--- Work task ---
Every entry needs to be given again exactly as it reads.

Recorded data below:

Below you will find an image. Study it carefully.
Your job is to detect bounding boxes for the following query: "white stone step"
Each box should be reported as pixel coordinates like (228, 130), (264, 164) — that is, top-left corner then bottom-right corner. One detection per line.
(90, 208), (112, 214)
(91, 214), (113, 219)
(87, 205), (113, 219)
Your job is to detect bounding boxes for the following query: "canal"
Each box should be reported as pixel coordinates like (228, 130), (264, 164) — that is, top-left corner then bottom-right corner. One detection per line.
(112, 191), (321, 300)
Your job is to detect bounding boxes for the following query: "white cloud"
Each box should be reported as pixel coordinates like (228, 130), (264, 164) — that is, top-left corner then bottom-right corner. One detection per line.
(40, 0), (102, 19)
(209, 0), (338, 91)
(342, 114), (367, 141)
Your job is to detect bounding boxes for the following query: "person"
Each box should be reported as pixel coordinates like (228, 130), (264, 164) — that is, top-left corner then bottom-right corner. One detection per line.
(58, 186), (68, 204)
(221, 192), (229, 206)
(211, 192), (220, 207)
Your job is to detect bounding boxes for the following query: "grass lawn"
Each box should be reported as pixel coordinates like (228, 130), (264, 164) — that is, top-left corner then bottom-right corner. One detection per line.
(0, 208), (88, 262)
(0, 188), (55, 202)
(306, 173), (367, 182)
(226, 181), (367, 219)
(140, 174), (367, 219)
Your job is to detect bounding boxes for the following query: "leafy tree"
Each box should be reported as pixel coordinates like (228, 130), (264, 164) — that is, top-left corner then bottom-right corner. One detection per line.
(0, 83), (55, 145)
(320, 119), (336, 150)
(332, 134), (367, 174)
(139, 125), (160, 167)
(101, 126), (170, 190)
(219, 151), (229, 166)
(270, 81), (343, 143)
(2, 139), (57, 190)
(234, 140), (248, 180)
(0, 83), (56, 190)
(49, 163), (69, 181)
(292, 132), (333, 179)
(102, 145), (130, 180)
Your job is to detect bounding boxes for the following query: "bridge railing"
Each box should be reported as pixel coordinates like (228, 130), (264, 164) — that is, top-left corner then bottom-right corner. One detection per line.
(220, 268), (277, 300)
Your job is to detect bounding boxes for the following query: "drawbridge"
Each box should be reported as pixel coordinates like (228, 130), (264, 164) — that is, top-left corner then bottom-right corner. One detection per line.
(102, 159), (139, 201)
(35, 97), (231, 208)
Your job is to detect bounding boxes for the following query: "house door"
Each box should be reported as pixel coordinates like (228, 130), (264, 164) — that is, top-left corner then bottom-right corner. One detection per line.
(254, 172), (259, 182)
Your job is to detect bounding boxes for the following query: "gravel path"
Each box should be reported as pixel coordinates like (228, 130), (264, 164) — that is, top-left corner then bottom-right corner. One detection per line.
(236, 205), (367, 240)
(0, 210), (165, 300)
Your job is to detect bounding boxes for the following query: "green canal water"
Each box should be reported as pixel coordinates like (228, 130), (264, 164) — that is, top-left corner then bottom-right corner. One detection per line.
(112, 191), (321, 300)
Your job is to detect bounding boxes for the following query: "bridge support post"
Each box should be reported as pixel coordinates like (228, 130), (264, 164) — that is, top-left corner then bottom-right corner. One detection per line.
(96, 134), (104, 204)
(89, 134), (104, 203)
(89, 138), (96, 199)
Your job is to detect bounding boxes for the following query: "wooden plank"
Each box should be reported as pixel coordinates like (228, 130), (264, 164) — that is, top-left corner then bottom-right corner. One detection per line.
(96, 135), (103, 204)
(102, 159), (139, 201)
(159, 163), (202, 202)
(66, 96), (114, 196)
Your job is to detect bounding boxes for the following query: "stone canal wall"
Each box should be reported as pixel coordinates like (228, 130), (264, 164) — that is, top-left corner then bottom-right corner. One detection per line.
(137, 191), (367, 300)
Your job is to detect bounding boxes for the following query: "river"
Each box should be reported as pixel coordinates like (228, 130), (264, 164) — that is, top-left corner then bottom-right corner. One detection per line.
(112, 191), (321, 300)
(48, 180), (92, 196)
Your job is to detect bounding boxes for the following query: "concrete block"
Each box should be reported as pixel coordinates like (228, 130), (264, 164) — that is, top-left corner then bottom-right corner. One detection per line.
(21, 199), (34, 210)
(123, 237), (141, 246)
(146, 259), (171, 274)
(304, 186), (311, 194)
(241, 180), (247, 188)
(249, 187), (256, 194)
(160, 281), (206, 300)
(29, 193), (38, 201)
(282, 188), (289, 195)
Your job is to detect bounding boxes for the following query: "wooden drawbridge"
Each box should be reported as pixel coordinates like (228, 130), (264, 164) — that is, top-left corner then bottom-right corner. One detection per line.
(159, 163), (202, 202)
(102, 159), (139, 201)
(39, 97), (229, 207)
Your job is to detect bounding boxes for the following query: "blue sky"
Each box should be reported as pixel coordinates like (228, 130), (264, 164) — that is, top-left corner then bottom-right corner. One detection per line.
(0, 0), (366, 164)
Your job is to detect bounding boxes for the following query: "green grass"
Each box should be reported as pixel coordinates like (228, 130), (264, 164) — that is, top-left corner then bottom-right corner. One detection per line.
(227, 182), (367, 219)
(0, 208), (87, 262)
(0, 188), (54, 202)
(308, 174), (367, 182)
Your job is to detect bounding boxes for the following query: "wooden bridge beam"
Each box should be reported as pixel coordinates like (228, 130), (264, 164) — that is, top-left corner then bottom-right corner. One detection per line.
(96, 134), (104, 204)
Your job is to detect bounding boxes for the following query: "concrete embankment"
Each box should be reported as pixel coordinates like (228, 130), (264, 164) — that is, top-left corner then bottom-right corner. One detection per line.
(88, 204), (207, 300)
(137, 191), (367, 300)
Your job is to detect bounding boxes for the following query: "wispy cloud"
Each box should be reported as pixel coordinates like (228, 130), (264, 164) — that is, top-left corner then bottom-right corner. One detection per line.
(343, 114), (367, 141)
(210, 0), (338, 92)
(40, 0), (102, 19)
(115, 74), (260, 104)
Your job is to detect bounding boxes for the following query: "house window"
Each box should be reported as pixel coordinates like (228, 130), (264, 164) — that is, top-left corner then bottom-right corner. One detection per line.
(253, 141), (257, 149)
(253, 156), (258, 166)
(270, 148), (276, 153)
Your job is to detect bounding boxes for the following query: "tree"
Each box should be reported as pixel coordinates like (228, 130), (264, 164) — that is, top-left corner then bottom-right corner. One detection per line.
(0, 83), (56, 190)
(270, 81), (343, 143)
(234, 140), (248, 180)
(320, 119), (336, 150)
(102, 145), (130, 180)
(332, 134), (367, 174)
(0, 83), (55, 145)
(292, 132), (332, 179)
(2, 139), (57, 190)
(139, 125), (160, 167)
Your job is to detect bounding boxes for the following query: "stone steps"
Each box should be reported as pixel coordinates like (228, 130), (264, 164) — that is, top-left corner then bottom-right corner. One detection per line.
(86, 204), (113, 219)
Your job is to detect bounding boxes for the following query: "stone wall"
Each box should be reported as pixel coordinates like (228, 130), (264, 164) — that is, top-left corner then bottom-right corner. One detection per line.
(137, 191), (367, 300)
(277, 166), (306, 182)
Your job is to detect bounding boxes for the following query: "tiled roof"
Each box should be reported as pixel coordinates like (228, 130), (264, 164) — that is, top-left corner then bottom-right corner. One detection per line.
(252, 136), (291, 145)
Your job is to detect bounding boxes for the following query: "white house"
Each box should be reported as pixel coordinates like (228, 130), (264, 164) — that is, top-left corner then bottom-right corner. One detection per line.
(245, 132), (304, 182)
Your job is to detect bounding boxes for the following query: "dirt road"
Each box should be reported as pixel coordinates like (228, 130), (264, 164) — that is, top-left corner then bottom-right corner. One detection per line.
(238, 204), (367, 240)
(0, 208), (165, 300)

End of Recorded data.

--- Answer for this exercise ---
Below you will find an image. Study it carefully.
Your job is to detect bounding boxes for the following query: "white stone step"
Each box should be reported as pixel coordinates like (228, 130), (264, 164) — that is, top-left corner then bottom-right corner. One detection per line.
(90, 208), (112, 214)
(91, 214), (113, 219)
(87, 205), (113, 219)
Your job is to detect bounding boxes for the following query: "canal"
Each box should be reported as pixel coordinates like (228, 130), (264, 164) — that is, top-left corner then bottom-right corner. One detection per line.
(112, 191), (321, 300)
Your job is to detect bounding boxes for the following query: "white cloud"
Each box should be reported as pixel coordinates like (228, 130), (264, 164) — that is, top-left corner then bottom-right corner. One detection per line.
(40, 0), (102, 19)
(209, 0), (338, 91)
(342, 114), (367, 141)
Your job is to detect bounding boxes for the following query: "person"
Each box should be reported as pixel coordinates like (228, 130), (264, 164) — that is, top-left corner then bottom-right corner. One detection per line.
(58, 186), (68, 204)
(221, 192), (229, 206)
(211, 192), (220, 207)
Your job is to detect bounding boxes for the following query: "grass lawn"
Each box should be reported as pixel coordinates like (228, 130), (264, 164) — that is, top-left corner then bottom-right corner. One detection per line.
(0, 208), (88, 262)
(0, 188), (55, 202)
(306, 173), (367, 182)
(226, 181), (367, 219)
(140, 174), (367, 219)
Your job is to detect bounding boxes for the following query: "leafy tree"
Each box should be reported as pixel coordinates like (228, 130), (264, 164) — that is, top-left corner then bottom-right corner. One detection per line.
(0, 83), (55, 145)
(320, 119), (336, 150)
(332, 134), (367, 174)
(139, 125), (160, 167)
(101, 126), (170, 190)
(219, 151), (229, 166)
(270, 81), (343, 143)
(2, 139), (57, 190)
(234, 140), (248, 180)
(0, 83), (56, 190)
(49, 163), (69, 181)
(292, 132), (333, 179)
(102, 145), (130, 180)
Your job is to detect bounding boxes for the following query: "bridge railing"
Each box should be reported as pixel coordinates like (228, 130), (264, 164) — that is, top-left corner then bottom-right corner. One detection per line.
(220, 268), (277, 300)
Your job is to detect bounding boxes for the following query: "drawbridge"
Each box should be reported as pixel coordinates like (228, 130), (264, 164) — that is, top-left corner then bottom-right corner. One detection per line.
(102, 159), (139, 201)
(35, 97), (231, 208)
Your job is to detect bounding boxes for the following query: "house door"
Each box should be reported as pixel coordinates like (228, 130), (264, 164) — that is, top-left corner then bottom-right corner. One detection per line.
(254, 172), (259, 182)
Your job is to detect bounding boxes for the following query: "gravel path"
Each box should be reported as pixel coordinates like (228, 130), (264, 164) — that is, top-left corner then bottom-right corner. One detection per line.
(236, 205), (367, 240)
(0, 210), (165, 300)
Your job is to detect bounding boxes for the following query: "green canal water"
Each box should be reported as pixel coordinates like (228, 130), (264, 164) — that is, top-left corner then bottom-right corner. One detection per line.
(112, 191), (321, 300)
Your job is to detect bounding boxes for the following query: "bridge support post"
Each box should be reported as pixel coordinates like (228, 130), (264, 164) — that is, top-left corner then bottom-right corner. One detection per line.
(96, 134), (104, 204)
(89, 134), (104, 203)
(89, 138), (96, 199)
Your job is to detect bounding boxes for the following query: "wooden plank"
Each box should be reported as pixel coordinates like (228, 130), (264, 164) — that is, top-left corner then bottom-right corner. One detection per line.
(96, 135), (103, 204)
(102, 159), (139, 201)
(159, 163), (202, 202)
(66, 96), (114, 196)
Your job is to detect bounding boxes for the following query: "stone canal wall"
Each box should be reported as pixel coordinates like (228, 130), (264, 164) — that is, top-left corner then bottom-right corner. One detection per line.
(137, 191), (367, 300)
Your job is to detect bounding boxes for the following query: "river"
Each box should be reported as pixel coordinates like (228, 130), (264, 164) — that is, top-left corner then bottom-right corner. One detection per line.
(112, 191), (321, 300)
(48, 180), (92, 196)
Your job is to detect bounding boxes for the following query: "concrete block"
Each box should be reported as pixel coordinates like (228, 130), (264, 164) — that is, top-left corner then bottom-right corner. One detection per line.
(21, 199), (34, 210)
(123, 237), (141, 246)
(146, 259), (171, 274)
(304, 186), (311, 194)
(241, 180), (247, 188)
(249, 187), (256, 194)
(160, 281), (206, 300)
(29, 193), (38, 201)
(282, 188), (289, 195)
Your job is to detect bounding boxes for the following query: "wooden drawbridge"
Each box should be reported as pixel coordinates like (228, 130), (264, 164) — that is, top-left corner then bottom-right corner. One detection per line.
(159, 163), (202, 202)
(102, 159), (139, 201)
(39, 97), (229, 207)
Your job is to detect bounding boxes for the following query: "blue sky"
Each box should be reported as pixel coordinates like (228, 130), (264, 164) — that is, top-left corner then bottom-right corner. One detection per line.
(0, 0), (366, 164)
Your job is to detect bounding boxes for the following query: "green grass"
Each box should be reported as pixel coordinates like (228, 130), (264, 164) — that is, top-left corner then bottom-right corner. One detection per line.
(227, 182), (367, 219)
(0, 208), (87, 262)
(0, 188), (54, 202)
(308, 174), (367, 182)
Your job is to detect bounding boxes for the following query: "wooden bridge beam"
Each box should be reported as pixel coordinates like (228, 130), (264, 164) — that is, top-left corner then bottom-right corner. One detection per line.
(96, 134), (104, 204)
Your job is to detect bounding boxes for the following query: "concrete embankment"
Each box should be reported as pixel coordinates like (228, 130), (264, 164) — that is, top-left corner then bottom-right corner. One detection per line.
(88, 204), (207, 300)
(137, 191), (367, 300)
Your job is to detect bounding boxes for the following query: "wispy cloud"
Each box should be reported as pixel coordinates like (228, 130), (264, 164) — that is, top-left corner then bottom-right corner. One detection per line.
(343, 114), (367, 141)
(210, 0), (338, 92)
(40, 0), (102, 19)
(115, 74), (260, 104)
Your job is to detect bounding boxes for the following query: "house window"
Each box should be reported as pixel coordinates like (228, 130), (264, 164) — that is, top-left corner then bottom-right corner. One detection per line.
(253, 141), (257, 149)
(253, 156), (258, 166)
(270, 148), (276, 153)
Your job is to detect bounding boxes for the following query: "tree"
Each box should be reported as pixel coordinates like (228, 130), (264, 164) — that is, top-left corner then bottom-right corner. One detection per line.
(0, 83), (56, 190)
(270, 81), (343, 143)
(234, 140), (248, 180)
(320, 119), (336, 150)
(102, 145), (130, 180)
(332, 134), (367, 174)
(0, 83), (55, 145)
(292, 132), (332, 179)
(2, 139), (57, 190)
(139, 125), (160, 167)
Your job is to detect bounding boxes for the following query: "stone steps"
Each box should be reported as pixel coordinates like (228, 130), (264, 164) — that is, top-left corner then bottom-right corner. One detection per line.
(86, 204), (113, 219)
Your job is to detect bounding boxes for the following query: "stone wall"
Each box should be reported as pixel coordinates like (228, 130), (264, 164) — that is, top-left corner then bottom-right corner. One detection per line.
(137, 191), (367, 300)
(277, 166), (306, 182)
Your job is to detect bounding boxes for the following query: "tiled roof"
Each box should be reported as pixel coordinates like (228, 130), (264, 164) — that is, top-left corner then bottom-right corner. One detection per line.
(252, 136), (291, 145)
Your job is to detect bounding boxes for the following query: "white house"
Each box should be reported as pixel coordinates like (228, 130), (264, 164) — that is, top-left corner then bottom-right corner. One detection per line.
(245, 132), (304, 182)
Your job is to detect bounding boxes for the following query: "dirt road"
Each box should be reported as pixel coordinates like (228, 130), (264, 164) — that is, top-left corner then bottom-right corner. One detection per line.
(238, 204), (367, 240)
(0, 208), (165, 300)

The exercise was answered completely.